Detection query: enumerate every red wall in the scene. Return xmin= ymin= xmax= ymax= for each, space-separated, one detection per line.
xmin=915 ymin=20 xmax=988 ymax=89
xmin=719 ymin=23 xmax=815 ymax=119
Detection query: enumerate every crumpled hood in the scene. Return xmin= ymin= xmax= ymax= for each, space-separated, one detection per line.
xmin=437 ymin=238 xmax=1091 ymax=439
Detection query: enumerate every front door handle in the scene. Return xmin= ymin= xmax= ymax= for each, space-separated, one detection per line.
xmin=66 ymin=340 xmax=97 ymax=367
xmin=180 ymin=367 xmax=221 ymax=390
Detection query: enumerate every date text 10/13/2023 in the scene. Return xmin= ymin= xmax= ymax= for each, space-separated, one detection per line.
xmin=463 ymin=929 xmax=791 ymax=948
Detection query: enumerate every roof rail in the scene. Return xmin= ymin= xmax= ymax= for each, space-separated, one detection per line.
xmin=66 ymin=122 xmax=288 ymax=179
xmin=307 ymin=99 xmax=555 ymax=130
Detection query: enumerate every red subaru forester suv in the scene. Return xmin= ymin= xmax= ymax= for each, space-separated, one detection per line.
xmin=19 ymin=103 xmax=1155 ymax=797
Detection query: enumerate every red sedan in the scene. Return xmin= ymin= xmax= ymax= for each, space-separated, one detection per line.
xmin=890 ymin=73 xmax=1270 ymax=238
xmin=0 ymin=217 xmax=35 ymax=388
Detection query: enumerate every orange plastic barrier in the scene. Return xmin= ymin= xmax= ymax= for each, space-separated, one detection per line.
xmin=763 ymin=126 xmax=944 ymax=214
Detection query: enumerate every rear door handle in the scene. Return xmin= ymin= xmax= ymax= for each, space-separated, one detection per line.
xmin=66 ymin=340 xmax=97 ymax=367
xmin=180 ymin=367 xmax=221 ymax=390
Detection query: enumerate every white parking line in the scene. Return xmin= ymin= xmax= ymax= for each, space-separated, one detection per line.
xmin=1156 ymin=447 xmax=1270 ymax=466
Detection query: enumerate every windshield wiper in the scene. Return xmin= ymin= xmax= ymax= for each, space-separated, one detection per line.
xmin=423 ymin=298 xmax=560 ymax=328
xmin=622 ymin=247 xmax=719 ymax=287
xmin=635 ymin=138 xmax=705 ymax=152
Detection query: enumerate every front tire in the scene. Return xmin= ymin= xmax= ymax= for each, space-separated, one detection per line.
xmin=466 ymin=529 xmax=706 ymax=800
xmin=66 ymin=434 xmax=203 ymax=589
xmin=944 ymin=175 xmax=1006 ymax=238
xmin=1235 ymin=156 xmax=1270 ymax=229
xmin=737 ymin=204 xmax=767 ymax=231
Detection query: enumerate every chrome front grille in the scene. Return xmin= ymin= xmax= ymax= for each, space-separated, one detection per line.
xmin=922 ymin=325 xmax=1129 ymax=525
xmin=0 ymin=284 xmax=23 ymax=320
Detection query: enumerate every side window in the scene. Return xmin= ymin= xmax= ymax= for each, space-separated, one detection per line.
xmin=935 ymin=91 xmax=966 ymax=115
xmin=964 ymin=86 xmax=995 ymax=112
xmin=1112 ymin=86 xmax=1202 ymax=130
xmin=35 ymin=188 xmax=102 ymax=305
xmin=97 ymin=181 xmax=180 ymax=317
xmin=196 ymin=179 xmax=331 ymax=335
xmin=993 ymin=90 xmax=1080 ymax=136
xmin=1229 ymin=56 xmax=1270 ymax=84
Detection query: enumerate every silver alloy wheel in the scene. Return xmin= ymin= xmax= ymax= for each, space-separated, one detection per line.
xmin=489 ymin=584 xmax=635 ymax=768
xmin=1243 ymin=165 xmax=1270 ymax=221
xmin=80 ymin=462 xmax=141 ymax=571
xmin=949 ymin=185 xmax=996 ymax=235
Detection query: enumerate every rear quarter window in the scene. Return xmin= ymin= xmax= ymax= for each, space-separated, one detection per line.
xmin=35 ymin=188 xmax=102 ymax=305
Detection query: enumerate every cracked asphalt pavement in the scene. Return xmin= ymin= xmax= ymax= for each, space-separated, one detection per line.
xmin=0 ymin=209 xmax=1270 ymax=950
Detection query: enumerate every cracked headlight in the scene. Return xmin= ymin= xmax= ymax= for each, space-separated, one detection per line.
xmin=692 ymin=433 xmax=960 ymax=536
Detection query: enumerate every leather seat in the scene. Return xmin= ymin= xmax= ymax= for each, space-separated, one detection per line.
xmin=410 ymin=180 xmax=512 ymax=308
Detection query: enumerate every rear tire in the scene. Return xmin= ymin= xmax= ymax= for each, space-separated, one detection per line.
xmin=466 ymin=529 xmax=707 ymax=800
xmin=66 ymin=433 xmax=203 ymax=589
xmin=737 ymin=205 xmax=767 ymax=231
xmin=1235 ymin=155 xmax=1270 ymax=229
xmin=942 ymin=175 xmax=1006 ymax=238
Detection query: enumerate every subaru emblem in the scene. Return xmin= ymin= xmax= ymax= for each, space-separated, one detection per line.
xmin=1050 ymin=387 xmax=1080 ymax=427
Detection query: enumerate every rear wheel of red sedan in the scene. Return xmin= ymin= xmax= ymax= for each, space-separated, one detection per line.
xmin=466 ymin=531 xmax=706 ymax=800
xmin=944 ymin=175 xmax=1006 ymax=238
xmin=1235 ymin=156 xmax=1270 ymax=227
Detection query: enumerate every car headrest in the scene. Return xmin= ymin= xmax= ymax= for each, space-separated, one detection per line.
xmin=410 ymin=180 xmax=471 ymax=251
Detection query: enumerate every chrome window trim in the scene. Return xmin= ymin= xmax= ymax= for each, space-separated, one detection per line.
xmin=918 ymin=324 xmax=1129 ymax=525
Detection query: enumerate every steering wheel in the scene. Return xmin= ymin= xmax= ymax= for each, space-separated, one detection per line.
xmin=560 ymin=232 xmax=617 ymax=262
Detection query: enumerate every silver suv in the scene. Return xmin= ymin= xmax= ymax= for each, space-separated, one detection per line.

# # # # # # #

STATED TASK –
Rewrite the part of the listing that opens with the line containing "Detection query: enumerate every rear door" and closes with the line containing "xmin=0 ymin=284 xmax=23 ymax=320", both lines included. Offset every coordinate value in that part by 136 and keep all other text unchanged.

SOLUTION –
Detection query: enumerate every rear door handle in the scene. Return xmin= ymin= xmax= ymax= for each, space-separated, one detection per line.
xmin=202 ymin=476 xmax=233 ymax=503
xmin=316 ymin=503 xmax=357 ymax=526
Detection query: enumerate every white parking line in the scene. Return xmin= ymin= xmax= ymax= for each, space-separated, one detection per line.
xmin=1292 ymin=583 xmax=1406 ymax=602
Detection query: enumerate every windshield wiper in the scene. Return xmin= ymin= xmax= ymax= for each, space-separated, one detection per line.
xmin=559 ymin=434 xmax=696 ymax=464
xmin=758 ymin=383 xmax=855 ymax=423
xmin=771 ymin=274 xmax=841 ymax=288
Detection query: enumerate every front tire in the scene. Return xmin= ymin= xmax= ymax= for each, space-separated, one detection per line.
xmin=602 ymin=665 xmax=842 ymax=936
xmin=202 ymin=570 xmax=339 ymax=725
xmin=1080 ymin=311 xmax=1142 ymax=374
xmin=1371 ymin=292 xmax=1406 ymax=365
xmin=873 ymin=340 xmax=903 ymax=367
Detection query: enumerate every chrome front grille in the scene. Return xmin= ymin= xmax= ymax= for each, space-separated, one detection per line.
xmin=1058 ymin=461 xmax=1265 ymax=661
xmin=136 ymin=420 xmax=159 ymax=456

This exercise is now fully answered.